**EXERCISE DETAILS:** Pictures in the records are to be excluded from an otherwise exact copy.

Region pointing data:

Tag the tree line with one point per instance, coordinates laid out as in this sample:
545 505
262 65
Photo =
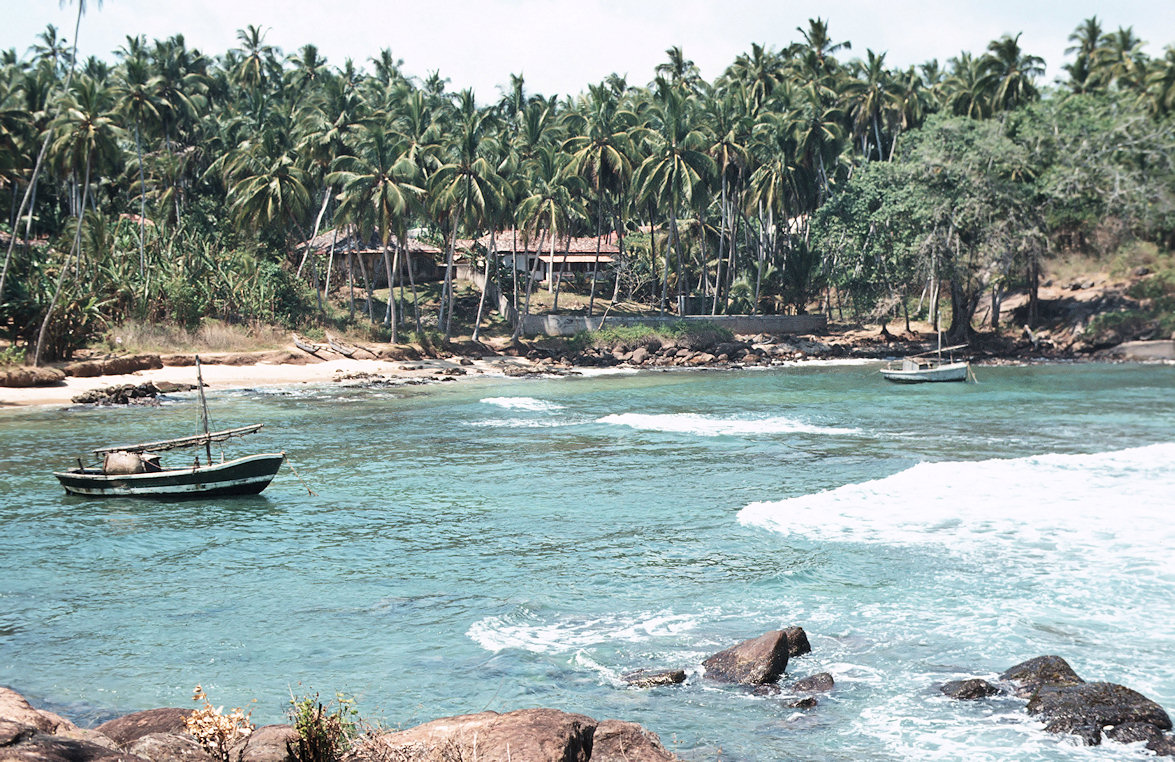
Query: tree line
174 186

**TASK ANSWER:**
Tag the tree line with one point per instance, coordinates laid out as in this sample:
545 505
262 65
Photo =
Query: tree line
174 186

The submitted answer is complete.